● Description of the task:
For the entries below, repeat exactly each line starting with the one that contains "Place a marker on every instance of the parked" and going on through the one that contains "Place a marker on every instance of the grass", and no others.

● Records shown:
————————
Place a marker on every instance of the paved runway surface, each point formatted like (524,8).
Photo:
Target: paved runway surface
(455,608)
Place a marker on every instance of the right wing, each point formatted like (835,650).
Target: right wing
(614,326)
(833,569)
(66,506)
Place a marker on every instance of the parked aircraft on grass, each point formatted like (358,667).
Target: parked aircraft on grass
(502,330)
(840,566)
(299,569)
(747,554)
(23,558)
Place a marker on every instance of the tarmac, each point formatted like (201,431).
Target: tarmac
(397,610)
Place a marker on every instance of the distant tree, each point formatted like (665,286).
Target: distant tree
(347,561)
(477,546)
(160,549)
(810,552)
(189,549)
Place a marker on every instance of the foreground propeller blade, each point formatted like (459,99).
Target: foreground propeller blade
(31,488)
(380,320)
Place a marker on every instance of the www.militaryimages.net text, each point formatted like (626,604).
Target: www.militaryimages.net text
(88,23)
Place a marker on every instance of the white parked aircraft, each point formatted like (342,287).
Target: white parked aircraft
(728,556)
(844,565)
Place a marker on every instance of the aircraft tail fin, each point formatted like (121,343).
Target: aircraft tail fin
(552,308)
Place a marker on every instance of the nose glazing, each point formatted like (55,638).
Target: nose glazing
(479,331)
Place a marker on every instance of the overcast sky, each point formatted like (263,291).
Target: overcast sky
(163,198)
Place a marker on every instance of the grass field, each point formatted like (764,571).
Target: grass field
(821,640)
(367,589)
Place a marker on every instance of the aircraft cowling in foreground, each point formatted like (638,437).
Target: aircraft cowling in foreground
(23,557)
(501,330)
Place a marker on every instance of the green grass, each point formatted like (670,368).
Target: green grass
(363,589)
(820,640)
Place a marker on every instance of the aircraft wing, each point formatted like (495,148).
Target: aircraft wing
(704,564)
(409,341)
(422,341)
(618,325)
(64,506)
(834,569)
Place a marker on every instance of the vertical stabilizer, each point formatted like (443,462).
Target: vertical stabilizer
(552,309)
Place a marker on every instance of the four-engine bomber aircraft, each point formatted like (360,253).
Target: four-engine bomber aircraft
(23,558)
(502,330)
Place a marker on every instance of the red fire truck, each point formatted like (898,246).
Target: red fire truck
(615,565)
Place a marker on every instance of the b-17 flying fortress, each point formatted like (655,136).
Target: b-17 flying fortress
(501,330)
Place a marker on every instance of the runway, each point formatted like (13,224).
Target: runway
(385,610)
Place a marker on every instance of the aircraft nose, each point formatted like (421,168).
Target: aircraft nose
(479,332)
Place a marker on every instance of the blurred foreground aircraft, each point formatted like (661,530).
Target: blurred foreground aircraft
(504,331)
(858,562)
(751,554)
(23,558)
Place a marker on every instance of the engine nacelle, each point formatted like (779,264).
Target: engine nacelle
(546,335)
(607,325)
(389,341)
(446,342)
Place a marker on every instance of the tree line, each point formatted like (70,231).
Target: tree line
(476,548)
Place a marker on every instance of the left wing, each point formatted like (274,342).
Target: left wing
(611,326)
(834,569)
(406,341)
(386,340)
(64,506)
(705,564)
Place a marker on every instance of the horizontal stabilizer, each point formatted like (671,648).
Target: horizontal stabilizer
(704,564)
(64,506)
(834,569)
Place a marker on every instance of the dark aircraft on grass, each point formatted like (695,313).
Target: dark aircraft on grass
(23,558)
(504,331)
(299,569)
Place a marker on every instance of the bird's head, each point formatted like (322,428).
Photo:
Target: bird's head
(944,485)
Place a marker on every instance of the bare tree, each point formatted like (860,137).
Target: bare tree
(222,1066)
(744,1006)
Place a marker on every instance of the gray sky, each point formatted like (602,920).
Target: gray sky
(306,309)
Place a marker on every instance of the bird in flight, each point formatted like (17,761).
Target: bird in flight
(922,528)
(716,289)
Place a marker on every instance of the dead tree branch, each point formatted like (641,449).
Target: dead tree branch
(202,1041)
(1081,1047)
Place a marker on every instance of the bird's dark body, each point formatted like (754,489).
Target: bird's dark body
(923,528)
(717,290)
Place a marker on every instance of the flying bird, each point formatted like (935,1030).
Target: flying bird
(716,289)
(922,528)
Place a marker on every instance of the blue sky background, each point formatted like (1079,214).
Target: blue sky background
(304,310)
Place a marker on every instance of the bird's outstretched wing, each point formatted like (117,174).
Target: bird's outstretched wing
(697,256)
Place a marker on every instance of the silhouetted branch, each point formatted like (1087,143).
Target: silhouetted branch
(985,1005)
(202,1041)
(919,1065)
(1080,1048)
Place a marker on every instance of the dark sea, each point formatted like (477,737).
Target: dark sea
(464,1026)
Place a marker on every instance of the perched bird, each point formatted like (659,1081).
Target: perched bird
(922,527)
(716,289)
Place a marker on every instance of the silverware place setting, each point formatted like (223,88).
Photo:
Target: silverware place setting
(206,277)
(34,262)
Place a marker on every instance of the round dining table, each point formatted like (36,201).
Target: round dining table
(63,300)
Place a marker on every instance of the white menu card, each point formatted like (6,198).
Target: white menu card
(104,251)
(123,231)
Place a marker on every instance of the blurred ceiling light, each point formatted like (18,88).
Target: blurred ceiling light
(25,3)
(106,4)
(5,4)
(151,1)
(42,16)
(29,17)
————————
● Problem solution:
Place a marker on every instance of the parked aircraft on grass, each point formatted like (358,667).
Target: parked aircraft on grass
(502,330)
(840,566)
(299,569)
(747,554)
(23,558)
Place a marker on every instance of the tarmac, each point formatted like (201,431).
Target: tarmac
(397,610)
Place a marker on every instance of the distant tree, each point formatted like (665,286).
Target: distant tree
(347,561)
(477,546)
(160,549)
(810,552)
(189,549)
Place a marker on every instance of the foreground propeller blade, each point formatted like (459,99).
Target: foreground propeller blade
(31,488)
(380,320)
Place a marker on every instance of the www.militaryimages.net text, each point formatted like (626,604).
Target: www.militaryimages.net text
(88,23)
Place a marker on every instance of the white parked aircraft, each point formatted like (342,287).
Target: white parked aircraft
(728,556)
(844,565)
Place a marker on every instance of the aircraft tail fin, each point formatted like (121,343).
Target: aircraft tail fin
(552,308)
Place a marker on every instance of the nose glazing, each point formatted like (55,638).
Target: nose glazing
(479,331)
Place a marker on every instance of the overcast sky, each point formatted like (263,291).
Target: overcast sky
(163,198)
Place a marker on every instance of the grass field, each point formatted like (764,571).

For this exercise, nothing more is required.